__EXTRAIT À LIRE__.
Dès les premières pages du livre un mot important (vérité) se trouve déchiré entre deux vers, et même entre deux strophes du poème :
« Tout serait là, inaccessible. Vé
rité. Ordre du monde. » (p. 7)
Ce motif de la déchirure n’en finit pas de tirer sur cette « vérité tramée » du texte lié à
« L’insou
 tenable vie, dans ses atroces détails. » (p.9)
Et cette déchirure s’entend dans beaucoup d’autres formulations : « Je n’appartenais pas / à ce monde » (p.19) ; « Quelque chose me séparait » (p.32) ; « Ecrire séparé é// crirere se place hors trame »  (p.32) ; « Ils sont séparés du monde » (p.33). Ce monde si douloureusement évoqué dès les premiers poèmes : « Tous les riens seraient éveillés, ils / riraient en te regardant, cette poussière, / cela qu’ils appellent la vie », « tout serait là, insupportable » (p. 8) et on notera la reprise de « tout serait là », nous y reviendrons plus loin.
Et cependant, toujours, quelque chose comme un récit persiste, celui par exemple d’un amour où tout se serait noué :
« Et ainsi / nous nouèrent » (p.51) ; « Perte d’une phrase » et quand même « nous nous comprenons » (p.60)
Mais vainement semble-t-il :
« Nous-mêmes séparés » (pages 66 et 67) ; et « L’incompréhensible au-delà » (p. 68) quand «Tout pète, d’un coup, tout explose / et c’est l’impuissance de sentir » (p.71)
Malgré l’idée qui persiste d’« ajouter au monde » (p.75)  et plus loin une croyance en la poésie (p.84)  quelque chose reste en fait « déchirée de haine et de peur » (p.76) séparé par quelque « chat noir » de l’au-delà, même l’intériorité devient cet « au-delà incompréhensible », et l’enfance aussi, impossible à joindre s’y trouve projetée : « n’est- / on enfant qu’en rêve, n’est-elle [l’enfance] qu’un au-delà // de soi une mort… » (p.80)

__CONSIGNE__.
Rédigez la suite de l'extrait sur le motif de la déchirure dans le livre de poèmes. Les entrées ne sont d'aucune utilité ici.

__Lignes d'un jeu de données de pointage d'objets__.
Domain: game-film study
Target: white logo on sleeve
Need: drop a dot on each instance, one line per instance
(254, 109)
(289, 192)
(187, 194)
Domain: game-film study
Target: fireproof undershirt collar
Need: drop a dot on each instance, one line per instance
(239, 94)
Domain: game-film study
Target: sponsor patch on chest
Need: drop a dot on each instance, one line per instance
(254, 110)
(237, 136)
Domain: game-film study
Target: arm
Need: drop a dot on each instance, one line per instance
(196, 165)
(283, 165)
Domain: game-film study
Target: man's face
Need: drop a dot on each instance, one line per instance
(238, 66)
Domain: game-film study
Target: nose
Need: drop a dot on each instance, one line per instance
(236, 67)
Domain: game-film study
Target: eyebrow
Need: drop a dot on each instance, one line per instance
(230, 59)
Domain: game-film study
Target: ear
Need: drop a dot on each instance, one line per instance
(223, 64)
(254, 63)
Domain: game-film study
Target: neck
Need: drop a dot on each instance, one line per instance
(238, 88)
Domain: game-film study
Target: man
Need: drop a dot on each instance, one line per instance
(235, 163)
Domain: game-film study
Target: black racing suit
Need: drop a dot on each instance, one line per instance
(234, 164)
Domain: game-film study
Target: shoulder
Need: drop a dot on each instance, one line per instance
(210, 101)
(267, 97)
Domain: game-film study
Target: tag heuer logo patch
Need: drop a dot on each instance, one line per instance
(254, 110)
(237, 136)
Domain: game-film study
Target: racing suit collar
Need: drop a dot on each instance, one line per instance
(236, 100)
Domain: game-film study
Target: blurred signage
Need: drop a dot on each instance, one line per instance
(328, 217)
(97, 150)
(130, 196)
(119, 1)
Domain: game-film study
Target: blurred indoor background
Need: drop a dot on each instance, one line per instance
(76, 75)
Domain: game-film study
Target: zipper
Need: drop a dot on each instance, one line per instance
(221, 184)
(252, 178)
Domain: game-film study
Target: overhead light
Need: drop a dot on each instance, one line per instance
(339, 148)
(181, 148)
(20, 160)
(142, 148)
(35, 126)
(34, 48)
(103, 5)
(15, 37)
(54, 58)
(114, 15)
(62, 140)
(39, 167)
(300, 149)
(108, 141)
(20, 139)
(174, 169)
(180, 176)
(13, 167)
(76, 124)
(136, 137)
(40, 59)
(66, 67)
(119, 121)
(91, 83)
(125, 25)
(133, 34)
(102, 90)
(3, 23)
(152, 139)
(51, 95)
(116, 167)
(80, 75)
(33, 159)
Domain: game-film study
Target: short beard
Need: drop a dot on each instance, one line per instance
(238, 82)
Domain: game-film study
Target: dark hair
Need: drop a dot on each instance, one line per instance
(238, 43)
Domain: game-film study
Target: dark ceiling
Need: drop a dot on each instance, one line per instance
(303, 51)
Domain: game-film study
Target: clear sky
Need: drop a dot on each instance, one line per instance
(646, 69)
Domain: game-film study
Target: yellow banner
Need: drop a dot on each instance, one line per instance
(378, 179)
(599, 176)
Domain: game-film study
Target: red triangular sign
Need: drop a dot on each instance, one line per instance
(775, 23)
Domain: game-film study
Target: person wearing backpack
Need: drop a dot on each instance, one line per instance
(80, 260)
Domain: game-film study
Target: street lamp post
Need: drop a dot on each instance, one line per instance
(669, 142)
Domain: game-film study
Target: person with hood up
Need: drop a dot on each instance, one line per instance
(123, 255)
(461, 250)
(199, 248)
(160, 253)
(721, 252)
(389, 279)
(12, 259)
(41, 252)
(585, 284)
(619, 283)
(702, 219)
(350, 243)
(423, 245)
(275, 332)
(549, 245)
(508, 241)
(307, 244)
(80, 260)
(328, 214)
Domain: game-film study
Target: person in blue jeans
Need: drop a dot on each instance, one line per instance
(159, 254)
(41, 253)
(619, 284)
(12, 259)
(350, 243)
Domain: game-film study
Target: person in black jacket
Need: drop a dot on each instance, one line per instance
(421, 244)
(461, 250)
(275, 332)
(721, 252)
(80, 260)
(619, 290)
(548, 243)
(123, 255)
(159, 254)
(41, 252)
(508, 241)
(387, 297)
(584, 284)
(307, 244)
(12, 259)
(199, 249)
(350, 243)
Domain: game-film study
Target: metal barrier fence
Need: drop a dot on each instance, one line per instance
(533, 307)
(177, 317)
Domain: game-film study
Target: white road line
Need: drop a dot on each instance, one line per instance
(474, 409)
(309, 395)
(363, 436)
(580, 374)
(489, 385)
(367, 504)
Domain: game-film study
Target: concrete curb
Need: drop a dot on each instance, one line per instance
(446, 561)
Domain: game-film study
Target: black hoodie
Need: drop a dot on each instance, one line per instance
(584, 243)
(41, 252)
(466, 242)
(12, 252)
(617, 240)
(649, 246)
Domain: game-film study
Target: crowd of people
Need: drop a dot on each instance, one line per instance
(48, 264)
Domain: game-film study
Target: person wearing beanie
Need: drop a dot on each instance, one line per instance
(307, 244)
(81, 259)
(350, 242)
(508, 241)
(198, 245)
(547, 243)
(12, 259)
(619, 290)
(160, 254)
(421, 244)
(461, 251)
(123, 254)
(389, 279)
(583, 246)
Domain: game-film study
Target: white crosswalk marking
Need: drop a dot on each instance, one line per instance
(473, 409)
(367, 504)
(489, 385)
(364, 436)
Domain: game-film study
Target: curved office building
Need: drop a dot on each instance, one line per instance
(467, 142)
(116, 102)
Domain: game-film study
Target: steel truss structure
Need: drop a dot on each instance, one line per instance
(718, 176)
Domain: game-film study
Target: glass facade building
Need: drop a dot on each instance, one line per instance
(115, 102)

__RÉPONSE__.
On essaye encore de tout recoudre (p.93) ; mais on reste « déchirée » (p.99). Et le livre s’achève d’ailleurs par un texte tout en déchirures fragmentées, en déchirures qu’on entend presque se faire à travers des « Shshsh » répétés dans l’étoffe même du texte, le réduisant en une sorte de charpie.
Il y a pourtant cette belle et persistante tentative formelle (ou tentation peut-être) de recoudre la toile du vivre (au moins celle du vivre-écrire) par des reprises de mots ou de fragments de texte, ce sont comme des sortes de ligatures qui nouent les poèmes les uns aux autres en courtes suites (lesquelles peuvent aussi par ces liens se chevaucher, formant une continuité de quasi récit) :
« endurer le silence hostile » (page 14 , puis page 15) ; « tout serait là » (pages 7, 8 et 10) ;et par des motifs divers, le corps, la rue, un avion (pages 23 et 25) un vol de grue (pages 25 et 26), lever la tête (pages 23, 25), etc.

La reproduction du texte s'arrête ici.